**Ihre Anweisungen:**
Bearbeiten Sie die Filmkritik im Abschnitt von „Im verzweifelten Versuch, sich“ bis einschließlich „gegen derartige Logik.“: Geben Sie diesen Abschnitt wieder und ersetzen Sie darin „Diagramm“ durch „Schaubild“.

**Ausgewählter Text:**
+ + + + +
Kritik zu Helden der Wahrscheinlichkeit
Der dänische Regisseur Anders Thomas Jensen hat seine Family wieder versammelt. Allen voran Mads Mikkelsen als Berufssoldat, der seine Frau bei einem Zugunglück verliert. Aber vielleicht war es kein Unfall. Nikolaj Lie Kaas, Nicolas Bro und Lars Brygmann ermitteln
Anders Thomas Jensens testet in seinen Drehbüchern und Regiearbeiten immer wieder die Wirkung absurder oder schicksalhafter Zufälle aus. In seinem neuesten Film, den der deutsche Verleih mit dem schönen Titel »Helden der Wahrscheinlichkeit« ausgestattet hat, beginnt es damit, dass das Fahrrad von Mathilde (Andrea Heick Gadeberg) geklaut wird, weshalb ihre Mutter sie in die Schule fahren will, was aber nicht klappt, weil das Auto nicht anspringt. Und dann ruft auch noch der Vater (Mads Mikkelsen), ein Berufssoldat, an und kündigt an, dass er weitere drei Monate am fernen Kriegsschauplatz bleiben wird. Also beschließt die Mutter, dass heute geschwänzt wird. Shoppen statt Schule. Und dann gibt es noch den Mann, der ihr in der Bahn seinen Platz anbietet. Am vorläufigen Ende dieser Kette von Ereignissen stehen eine heftige Explosion im Tunnel und die Mutter als eines von vielen Todesopfern.
Im verzweifelten Versuch, sich einen Reim auf das Chaos ihres Lebens zu machen, wird Mathilde später all diese Vorgänge auf Zettel schreiben und als Diagramm an die Wand ihres Jugendzimmers heften. Wo genau wurden die Weichen für diese Tragödie gestellt? Wen trifft eine Schuld? Natürlich sperrt sich das unordentliche Leben gegen derartige Logik.
+ + + + +
**Angezeigte Einträge:**
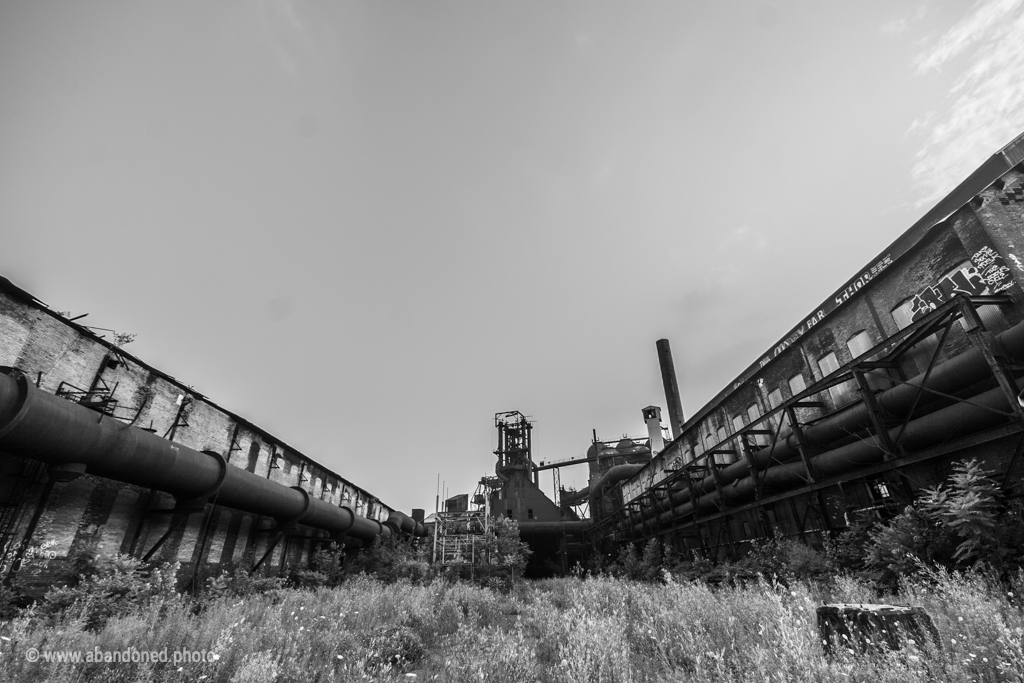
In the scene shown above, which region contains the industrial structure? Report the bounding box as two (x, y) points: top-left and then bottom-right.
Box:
(0, 278), (426, 593)
(8, 131), (1024, 588)
(450, 131), (1024, 564)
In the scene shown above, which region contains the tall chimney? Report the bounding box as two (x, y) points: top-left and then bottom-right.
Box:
(657, 339), (685, 439)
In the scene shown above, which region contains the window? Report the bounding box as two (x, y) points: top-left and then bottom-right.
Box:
(790, 373), (807, 396)
(892, 296), (939, 373)
(818, 351), (853, 408)
(715, 427), (737, 465)
(246, 441), (259, 472)
(818, 351), (839, 377)
(846, 330), (873, 358)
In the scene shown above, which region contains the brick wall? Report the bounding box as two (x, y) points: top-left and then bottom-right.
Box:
(0, 281), (392, 590)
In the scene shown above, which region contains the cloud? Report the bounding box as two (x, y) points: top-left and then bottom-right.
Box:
(908, 0), (1024, 206)
(880, 3), (928, 36)
(719, 225), (768, 250)
(256, 0), (307, 76)
(882, 16), (909, 36)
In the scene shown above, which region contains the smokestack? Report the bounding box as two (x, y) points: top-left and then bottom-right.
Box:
(657, 339), (685, 439)
(642, 405), (665, 456)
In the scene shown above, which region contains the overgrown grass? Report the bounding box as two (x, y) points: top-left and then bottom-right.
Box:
(0, 572), (1024, 683)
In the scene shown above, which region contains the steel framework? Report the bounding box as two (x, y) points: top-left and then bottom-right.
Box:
(591, 295), (1024, 560)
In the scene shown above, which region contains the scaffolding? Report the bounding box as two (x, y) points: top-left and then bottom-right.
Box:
(433, 477), (494, 579)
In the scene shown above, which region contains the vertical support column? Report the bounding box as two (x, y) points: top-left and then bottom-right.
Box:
(784, 405), (815, 483)
(853, 370), (896, 460)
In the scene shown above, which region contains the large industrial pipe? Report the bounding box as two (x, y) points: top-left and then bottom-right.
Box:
+ + + + +
**Ergebnis der Übung:**
Im verzweifelten Versuch, sich einen Reim auf das Chaos ihres Lebens zu machen, wird Mathilde später all diese Vorgänge auf Zettel schreiben und als Schaubild an die Wand ihres Jugendzimmers heften. Wo genau wurden die Weichen für diese Tragödie gestellt? Wen trifft eine Schuld? Natürlich sperrt sich das unordentliche Leben gegen derartige Logik.